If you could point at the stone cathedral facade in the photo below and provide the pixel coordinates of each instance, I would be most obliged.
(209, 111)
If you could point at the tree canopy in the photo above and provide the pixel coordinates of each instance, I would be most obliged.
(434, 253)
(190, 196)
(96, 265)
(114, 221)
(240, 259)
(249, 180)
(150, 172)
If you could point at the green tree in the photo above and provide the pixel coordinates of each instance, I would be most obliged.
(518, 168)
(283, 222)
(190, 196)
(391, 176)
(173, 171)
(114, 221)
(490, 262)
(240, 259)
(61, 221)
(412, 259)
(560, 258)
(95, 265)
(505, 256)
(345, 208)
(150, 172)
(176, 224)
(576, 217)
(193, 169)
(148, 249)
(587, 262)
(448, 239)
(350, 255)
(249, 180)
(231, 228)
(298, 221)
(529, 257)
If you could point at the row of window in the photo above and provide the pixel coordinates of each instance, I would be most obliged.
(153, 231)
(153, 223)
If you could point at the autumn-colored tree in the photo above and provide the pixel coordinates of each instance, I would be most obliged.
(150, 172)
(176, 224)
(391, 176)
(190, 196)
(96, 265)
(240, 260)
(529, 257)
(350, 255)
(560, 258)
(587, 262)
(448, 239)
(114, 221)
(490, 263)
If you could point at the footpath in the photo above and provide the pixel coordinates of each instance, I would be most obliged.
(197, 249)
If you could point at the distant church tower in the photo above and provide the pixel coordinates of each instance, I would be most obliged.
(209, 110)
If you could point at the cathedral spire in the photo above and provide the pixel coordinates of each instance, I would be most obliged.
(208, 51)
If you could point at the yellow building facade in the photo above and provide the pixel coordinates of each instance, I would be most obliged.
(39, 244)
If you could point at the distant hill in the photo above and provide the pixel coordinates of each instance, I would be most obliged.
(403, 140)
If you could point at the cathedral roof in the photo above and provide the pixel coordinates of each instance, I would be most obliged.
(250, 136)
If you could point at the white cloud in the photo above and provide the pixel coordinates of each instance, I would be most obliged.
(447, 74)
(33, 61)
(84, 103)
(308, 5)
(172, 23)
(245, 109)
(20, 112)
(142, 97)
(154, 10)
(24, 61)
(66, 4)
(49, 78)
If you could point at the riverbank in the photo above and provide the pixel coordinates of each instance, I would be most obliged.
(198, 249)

→ Required work:
Each record above should be repeated exactly as it appears.

→ Response to this task:
If you could point at the stone cathedral facade in the photo below and provide the pixel coordinates of each instance, I would be most obliged.
(209, 111)
If you could point at the tree canopy in the photo above and provide the pixel coordinates of each instance, I would be most obliged.
(434, 253)
(190, 196)
(96, 265)
(114, 221)
(240, 259)
(249, 180)
(150, 172)
If you could point at the green tree in the photo above and provide the pixel coordinates of each instance, I would be most obliged.
(518, 168)
(283, 222)
(190, 196)
(391, 176)
(173, 171)
(114, 221)
(490, 262)
(240, 259)
(61, 221)
(412, 259)
(560, 258)
(95, 265)
(505, 256)
(345, 208)
(150, 172)
(176, 224)
(576, 217)
(193, 169)
(148, 249)
(587, 262)
(448, 239)
(350, 255)
(249, 180)
(231, 228)
(298, 221)
(529, 257)
If you could point at the row of window in the photo above and provide the pixel coordinates of each instance, I would be most obliged.
(153, 231)
(153, 223)
If you could point at the autumn-colored tree in the photo above and provide the pixel coordinates of each instance, I would be most obliged.
(150, 172)
(176, 224)
(391, 176)
(190, 196)
(96, 265)
(240, 260)
(529, 257)
(350, 255)
(560, 258)
(587, 262)
(448, 239)
(114, 221)
(490, 263)
If you could point at the footpath in the photo above and provide the pixel coordinates of each instance, I would be most obliged.
(197, 249)
If you could point at the distant church tower in the photo above and provide the pixel coordinates of each instance, I would be most obliged.
(209, 110)
If you could point at the cathedral spire in the photo above and provide the pixel coordinates of each instance, I would be most obliged.
(208, 51)
If you could point at the yellow building facade in the photo above and provide the pixel coordinates of each instance, I would be most obliged.
(39, 244)
If you could point at the distant hill in the photo above and provide the pixel coordinates of each instance, I would be most obliged.
(403, 140)
If you could point at the cathedral roof in the photo above and provide the pixel coordinates of each instance, I would be most obliged.
(250, 136)
If you could point at the white cloud in the photo above and provide the pixel coordinates of each instance, I would be most obliged.
(447, 74)
(33, 61)
(84, 103)
(308, 5)
(172, 23)
(245, 109)
(20, 112)
(142, 97)
(154, 10)
(24, 61)
(66, 4)
(49, 78)
If you could point at the riverbank in the photo above and provide the pixel coordinates of each instance, I would be most obliged.
(198, 249)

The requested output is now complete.